● **Problem requirements**
Reproduce the data from the line containing "puppy's eye, given" through the line containing "[[325, 266], [552, 179], [831, 66], [941, 84], [35, 189]]", with both lines included. Leave the pictures out of your copy.

============================================================

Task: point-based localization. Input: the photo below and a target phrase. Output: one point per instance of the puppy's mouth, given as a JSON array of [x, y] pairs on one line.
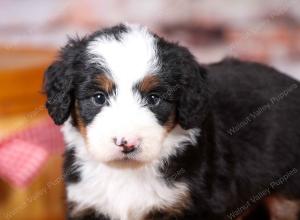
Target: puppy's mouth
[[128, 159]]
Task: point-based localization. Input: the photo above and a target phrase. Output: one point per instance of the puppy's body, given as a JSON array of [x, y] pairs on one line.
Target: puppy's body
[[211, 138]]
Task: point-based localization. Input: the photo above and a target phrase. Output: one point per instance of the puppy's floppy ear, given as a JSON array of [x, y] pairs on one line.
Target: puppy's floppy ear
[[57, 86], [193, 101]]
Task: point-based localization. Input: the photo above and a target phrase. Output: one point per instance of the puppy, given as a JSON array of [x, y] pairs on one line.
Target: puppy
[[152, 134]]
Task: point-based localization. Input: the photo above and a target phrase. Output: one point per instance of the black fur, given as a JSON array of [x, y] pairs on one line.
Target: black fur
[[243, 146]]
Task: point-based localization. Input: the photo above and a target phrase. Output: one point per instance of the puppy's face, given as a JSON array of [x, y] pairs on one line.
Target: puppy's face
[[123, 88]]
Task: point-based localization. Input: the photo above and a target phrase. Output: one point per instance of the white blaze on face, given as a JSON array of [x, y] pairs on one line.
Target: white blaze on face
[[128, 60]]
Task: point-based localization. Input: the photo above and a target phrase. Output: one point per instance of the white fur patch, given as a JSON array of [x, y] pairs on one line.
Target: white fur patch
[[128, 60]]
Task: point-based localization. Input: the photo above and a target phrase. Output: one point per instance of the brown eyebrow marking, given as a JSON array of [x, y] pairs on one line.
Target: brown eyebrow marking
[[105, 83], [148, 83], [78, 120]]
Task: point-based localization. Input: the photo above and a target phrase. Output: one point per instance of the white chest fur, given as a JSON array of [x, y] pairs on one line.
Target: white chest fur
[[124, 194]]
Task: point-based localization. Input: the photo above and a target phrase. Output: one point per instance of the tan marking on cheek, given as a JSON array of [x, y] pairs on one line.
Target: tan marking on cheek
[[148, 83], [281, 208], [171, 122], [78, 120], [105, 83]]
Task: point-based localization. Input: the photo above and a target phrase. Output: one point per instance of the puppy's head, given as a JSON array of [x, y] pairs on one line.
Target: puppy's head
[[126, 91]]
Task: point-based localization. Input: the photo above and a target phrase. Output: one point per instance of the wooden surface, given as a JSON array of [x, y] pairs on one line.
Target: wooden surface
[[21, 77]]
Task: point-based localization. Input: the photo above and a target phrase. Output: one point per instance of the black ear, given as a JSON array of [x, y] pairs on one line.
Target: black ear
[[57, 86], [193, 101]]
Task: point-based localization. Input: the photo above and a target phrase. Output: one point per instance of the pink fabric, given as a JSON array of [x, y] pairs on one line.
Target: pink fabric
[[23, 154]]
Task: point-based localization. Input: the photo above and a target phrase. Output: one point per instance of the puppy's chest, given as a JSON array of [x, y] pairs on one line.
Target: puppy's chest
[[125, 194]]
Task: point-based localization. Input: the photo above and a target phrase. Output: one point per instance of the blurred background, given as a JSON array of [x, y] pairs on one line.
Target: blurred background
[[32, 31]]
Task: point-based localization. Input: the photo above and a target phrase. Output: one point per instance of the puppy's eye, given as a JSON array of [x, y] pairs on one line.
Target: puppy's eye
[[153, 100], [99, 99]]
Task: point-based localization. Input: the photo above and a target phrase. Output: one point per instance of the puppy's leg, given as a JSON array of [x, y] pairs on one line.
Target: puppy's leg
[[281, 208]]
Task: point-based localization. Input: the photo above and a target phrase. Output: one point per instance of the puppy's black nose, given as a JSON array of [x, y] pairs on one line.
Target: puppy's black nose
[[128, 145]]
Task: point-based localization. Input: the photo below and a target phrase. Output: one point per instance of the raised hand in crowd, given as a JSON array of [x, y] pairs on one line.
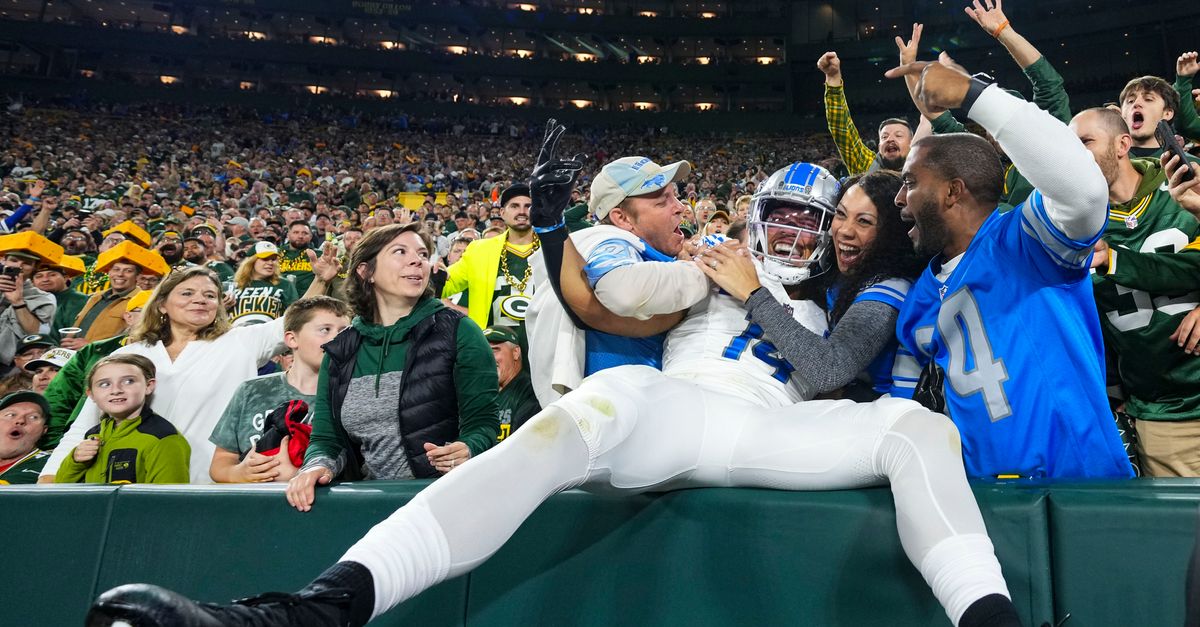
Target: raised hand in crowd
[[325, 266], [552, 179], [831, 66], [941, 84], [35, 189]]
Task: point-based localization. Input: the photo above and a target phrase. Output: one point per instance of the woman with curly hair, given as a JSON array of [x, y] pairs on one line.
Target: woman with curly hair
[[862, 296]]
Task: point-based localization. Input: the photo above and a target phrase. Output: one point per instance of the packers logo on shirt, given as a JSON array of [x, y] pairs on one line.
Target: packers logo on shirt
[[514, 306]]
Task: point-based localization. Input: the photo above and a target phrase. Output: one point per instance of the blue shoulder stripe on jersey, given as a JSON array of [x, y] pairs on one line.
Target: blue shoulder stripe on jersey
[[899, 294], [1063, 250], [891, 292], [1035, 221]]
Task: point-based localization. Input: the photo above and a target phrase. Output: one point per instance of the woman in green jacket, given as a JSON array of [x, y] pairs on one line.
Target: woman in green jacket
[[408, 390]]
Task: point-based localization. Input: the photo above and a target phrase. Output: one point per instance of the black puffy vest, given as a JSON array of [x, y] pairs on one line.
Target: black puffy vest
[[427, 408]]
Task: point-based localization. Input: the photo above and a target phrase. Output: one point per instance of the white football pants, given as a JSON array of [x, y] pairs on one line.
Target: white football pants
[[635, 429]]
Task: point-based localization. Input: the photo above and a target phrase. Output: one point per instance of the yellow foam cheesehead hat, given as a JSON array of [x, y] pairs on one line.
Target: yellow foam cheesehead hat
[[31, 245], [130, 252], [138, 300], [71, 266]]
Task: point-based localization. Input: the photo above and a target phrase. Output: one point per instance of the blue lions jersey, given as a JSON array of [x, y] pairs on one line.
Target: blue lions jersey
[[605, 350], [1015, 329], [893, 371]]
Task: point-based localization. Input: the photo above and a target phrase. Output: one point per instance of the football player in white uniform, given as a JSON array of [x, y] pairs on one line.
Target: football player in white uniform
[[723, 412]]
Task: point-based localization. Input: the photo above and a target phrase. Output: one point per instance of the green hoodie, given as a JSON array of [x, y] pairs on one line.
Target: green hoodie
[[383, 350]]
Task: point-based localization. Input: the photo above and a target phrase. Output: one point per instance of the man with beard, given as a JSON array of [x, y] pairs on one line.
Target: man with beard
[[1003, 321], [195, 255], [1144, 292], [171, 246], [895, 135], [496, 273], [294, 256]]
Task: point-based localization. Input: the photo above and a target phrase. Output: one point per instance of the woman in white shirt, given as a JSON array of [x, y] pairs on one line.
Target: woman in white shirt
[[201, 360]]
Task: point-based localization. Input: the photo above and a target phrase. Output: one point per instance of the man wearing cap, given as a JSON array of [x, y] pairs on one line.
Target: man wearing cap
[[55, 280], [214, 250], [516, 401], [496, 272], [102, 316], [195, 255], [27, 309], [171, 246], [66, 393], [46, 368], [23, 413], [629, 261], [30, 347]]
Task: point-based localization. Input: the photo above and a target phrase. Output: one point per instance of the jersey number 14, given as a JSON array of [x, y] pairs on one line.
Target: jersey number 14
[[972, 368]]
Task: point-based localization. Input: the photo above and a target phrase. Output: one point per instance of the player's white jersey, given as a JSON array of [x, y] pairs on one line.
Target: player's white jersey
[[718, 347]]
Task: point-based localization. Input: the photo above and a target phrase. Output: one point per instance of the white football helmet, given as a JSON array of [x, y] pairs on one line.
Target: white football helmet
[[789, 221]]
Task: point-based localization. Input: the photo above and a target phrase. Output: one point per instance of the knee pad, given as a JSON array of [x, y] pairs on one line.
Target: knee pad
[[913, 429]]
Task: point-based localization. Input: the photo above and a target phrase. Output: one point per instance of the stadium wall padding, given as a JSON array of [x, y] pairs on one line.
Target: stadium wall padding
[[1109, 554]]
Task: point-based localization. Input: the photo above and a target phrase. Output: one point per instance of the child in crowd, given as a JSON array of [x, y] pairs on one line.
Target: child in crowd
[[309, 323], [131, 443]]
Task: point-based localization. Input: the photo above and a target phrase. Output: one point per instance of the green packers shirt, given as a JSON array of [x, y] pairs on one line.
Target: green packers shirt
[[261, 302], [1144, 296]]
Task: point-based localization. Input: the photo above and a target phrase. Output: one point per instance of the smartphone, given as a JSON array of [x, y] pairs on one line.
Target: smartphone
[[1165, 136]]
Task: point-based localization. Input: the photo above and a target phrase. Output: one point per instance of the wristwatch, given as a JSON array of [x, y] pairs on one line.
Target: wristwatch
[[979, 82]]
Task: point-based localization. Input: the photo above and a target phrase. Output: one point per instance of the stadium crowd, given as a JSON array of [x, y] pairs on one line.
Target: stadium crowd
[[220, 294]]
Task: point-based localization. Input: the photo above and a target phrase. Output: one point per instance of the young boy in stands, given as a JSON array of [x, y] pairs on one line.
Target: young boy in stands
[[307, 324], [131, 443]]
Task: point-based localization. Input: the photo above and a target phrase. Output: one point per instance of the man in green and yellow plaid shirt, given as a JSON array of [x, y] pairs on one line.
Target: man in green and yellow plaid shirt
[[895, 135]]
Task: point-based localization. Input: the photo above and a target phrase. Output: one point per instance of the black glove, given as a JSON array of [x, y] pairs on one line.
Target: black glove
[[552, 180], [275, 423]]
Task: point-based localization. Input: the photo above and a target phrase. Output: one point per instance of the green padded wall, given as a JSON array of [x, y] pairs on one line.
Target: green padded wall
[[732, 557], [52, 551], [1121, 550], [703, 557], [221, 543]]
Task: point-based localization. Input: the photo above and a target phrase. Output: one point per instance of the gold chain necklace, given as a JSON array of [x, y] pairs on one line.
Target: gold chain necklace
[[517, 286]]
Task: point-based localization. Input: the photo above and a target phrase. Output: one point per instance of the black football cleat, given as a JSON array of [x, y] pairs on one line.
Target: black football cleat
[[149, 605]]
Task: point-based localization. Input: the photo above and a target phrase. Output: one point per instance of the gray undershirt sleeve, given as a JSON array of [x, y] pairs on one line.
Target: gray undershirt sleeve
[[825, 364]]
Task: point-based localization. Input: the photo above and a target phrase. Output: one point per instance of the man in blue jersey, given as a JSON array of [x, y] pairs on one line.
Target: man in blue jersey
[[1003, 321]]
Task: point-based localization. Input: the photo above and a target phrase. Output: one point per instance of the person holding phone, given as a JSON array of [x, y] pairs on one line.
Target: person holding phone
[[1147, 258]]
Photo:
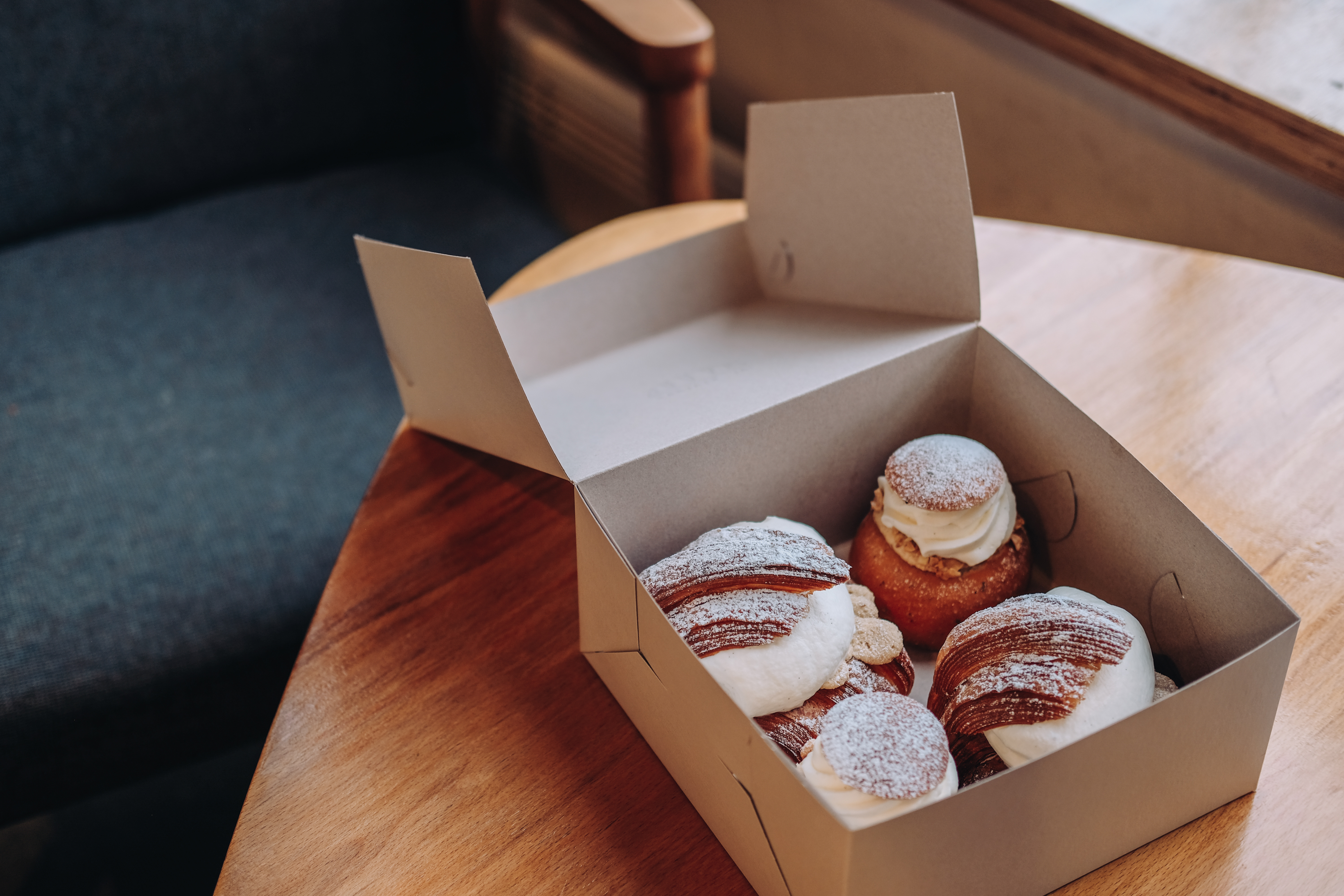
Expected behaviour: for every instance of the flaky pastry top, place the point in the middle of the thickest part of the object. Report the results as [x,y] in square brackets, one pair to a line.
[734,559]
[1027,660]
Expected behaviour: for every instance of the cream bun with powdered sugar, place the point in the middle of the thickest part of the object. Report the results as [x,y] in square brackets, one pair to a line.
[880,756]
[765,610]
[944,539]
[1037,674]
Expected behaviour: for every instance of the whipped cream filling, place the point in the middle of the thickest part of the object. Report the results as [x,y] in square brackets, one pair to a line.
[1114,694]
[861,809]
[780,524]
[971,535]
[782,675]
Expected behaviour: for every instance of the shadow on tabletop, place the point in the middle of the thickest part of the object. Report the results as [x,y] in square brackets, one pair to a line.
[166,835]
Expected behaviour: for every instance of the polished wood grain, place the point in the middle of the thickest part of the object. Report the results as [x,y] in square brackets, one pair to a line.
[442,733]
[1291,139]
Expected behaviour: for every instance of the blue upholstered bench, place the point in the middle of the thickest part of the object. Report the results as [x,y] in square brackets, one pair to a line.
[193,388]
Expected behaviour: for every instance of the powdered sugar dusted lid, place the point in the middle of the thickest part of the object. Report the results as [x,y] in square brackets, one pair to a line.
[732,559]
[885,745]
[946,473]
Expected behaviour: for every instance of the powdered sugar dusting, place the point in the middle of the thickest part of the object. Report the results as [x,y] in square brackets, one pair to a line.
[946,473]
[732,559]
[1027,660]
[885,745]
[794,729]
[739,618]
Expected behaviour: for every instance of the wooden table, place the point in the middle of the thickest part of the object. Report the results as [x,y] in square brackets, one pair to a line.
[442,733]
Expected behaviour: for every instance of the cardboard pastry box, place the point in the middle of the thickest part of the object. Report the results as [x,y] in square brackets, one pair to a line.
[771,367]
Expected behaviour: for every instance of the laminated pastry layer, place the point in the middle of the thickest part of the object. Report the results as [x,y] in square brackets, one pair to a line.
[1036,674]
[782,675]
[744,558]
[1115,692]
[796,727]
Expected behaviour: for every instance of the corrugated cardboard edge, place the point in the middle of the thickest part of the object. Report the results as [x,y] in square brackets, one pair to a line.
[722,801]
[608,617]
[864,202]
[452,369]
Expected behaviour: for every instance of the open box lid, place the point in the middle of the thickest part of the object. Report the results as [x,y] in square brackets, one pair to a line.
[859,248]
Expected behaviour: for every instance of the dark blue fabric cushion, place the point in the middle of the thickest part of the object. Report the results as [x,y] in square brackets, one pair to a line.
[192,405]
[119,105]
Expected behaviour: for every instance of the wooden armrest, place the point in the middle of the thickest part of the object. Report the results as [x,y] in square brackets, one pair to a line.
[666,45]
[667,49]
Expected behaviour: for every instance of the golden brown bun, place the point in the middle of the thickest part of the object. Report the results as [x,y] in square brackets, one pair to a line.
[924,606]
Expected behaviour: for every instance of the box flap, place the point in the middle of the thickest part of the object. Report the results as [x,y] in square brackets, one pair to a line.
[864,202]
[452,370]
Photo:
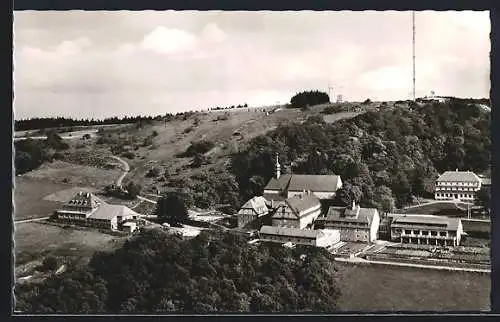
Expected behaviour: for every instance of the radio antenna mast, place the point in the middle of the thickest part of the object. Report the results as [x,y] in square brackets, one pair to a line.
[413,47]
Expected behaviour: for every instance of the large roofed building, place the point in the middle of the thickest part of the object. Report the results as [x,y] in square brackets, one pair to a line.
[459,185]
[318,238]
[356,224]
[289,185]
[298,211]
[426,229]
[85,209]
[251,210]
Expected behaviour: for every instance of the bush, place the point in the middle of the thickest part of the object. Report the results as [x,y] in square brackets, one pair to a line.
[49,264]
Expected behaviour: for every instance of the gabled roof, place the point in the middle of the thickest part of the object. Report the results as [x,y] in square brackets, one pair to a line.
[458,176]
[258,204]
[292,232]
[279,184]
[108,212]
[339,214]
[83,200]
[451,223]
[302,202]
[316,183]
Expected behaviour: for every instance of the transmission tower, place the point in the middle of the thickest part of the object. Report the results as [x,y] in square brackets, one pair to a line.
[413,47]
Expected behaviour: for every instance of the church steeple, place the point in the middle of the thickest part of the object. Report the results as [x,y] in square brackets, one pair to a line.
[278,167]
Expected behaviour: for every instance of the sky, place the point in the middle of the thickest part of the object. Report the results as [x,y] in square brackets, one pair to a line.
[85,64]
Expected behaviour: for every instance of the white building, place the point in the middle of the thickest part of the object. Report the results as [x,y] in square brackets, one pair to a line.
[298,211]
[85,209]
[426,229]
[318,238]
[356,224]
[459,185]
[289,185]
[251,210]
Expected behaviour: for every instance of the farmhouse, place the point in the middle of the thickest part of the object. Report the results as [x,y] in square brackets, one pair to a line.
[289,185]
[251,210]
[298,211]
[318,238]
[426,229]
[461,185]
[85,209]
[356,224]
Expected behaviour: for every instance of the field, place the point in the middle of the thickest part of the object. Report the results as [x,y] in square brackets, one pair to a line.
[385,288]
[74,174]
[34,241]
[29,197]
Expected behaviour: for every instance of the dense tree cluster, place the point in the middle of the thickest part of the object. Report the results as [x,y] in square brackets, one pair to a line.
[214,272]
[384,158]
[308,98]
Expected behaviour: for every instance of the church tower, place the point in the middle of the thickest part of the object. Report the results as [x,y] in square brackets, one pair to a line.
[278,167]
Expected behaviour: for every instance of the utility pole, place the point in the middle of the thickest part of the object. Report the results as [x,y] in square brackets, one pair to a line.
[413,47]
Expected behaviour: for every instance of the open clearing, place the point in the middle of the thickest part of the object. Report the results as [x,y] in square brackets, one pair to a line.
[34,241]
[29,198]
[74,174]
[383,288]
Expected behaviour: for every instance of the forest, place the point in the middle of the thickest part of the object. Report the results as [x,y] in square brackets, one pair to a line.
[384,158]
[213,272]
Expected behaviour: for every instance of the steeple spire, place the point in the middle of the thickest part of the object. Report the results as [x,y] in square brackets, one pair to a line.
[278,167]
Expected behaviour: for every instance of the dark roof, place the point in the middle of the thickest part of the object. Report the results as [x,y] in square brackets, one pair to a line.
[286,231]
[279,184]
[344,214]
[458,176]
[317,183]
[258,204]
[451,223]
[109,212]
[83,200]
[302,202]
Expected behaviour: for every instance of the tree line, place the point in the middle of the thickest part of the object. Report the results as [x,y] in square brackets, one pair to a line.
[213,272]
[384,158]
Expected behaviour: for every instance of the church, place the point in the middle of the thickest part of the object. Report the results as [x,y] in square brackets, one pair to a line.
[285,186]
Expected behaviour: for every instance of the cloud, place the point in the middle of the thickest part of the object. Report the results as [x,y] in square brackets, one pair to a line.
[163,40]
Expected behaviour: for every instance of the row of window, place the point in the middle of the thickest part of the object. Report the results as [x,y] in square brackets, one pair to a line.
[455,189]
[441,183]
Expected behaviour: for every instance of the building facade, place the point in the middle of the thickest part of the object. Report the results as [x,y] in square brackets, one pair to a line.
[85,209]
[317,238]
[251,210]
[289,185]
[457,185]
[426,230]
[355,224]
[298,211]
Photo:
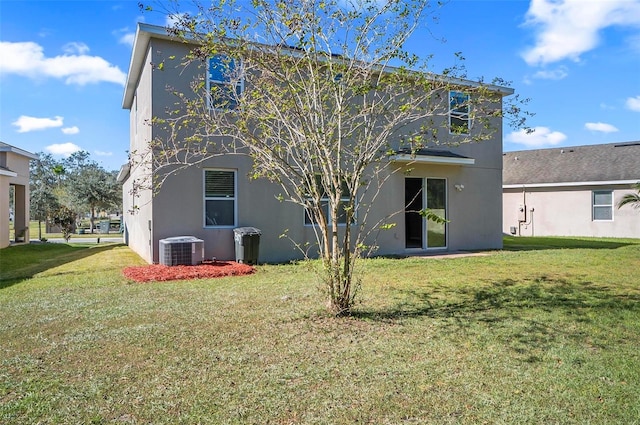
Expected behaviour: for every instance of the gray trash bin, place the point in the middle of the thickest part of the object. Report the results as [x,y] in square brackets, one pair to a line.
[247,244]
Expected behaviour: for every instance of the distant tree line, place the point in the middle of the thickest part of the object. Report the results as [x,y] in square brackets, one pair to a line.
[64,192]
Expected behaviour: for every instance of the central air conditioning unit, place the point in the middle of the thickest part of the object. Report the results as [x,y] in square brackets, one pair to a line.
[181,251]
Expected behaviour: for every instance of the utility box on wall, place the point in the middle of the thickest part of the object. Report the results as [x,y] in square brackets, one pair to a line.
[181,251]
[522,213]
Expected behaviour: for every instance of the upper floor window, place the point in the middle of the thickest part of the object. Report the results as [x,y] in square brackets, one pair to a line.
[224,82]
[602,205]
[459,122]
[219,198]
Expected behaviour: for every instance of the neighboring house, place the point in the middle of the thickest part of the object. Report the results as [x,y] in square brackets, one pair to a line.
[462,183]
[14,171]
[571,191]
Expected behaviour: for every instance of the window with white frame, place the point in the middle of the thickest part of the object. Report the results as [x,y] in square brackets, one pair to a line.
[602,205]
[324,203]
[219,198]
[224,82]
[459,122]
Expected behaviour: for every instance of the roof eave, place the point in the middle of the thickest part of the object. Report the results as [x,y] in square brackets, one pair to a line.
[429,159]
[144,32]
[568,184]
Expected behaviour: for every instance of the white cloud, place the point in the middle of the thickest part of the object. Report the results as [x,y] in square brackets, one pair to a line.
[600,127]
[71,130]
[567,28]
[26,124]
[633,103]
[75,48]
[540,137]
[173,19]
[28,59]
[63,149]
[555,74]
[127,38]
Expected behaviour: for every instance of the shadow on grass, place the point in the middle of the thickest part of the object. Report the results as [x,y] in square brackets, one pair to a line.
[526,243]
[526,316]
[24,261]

============================================================

● **Result**
Task: point-based localization. Input: the photo above and a target phrase. Output: one point per instance of the puppy's eye, given as a JSON array of [x, y] pairs on one line.
Target: puppy's eye
[[153, 100], [99, 99]]
Task: point-based localization. Input: the photo above and a target phrase. Output: one point per instance of the puppy's leg, given as a JSON array of [x, y] pairs on one line.
Target: puppy's leg
[[281, 208]]
Task: point-based localization. Input: the photo above and a target phrase. Output: one point per instance of the puppy's black nose, given as a JSON array of [x, y] pairs on one line.
Target: puppy's black nose
[[128, 145]]
Task: point-based localization. Input: the photo below and a target phrase. Output: one point per instance of the raised hand in crowd, given as a JSON array of [x, y] pairs on one line.
Target: raised hand in crowd
[[325, 266], [552, 179], [831, 66], [941, 84], [35, 189]]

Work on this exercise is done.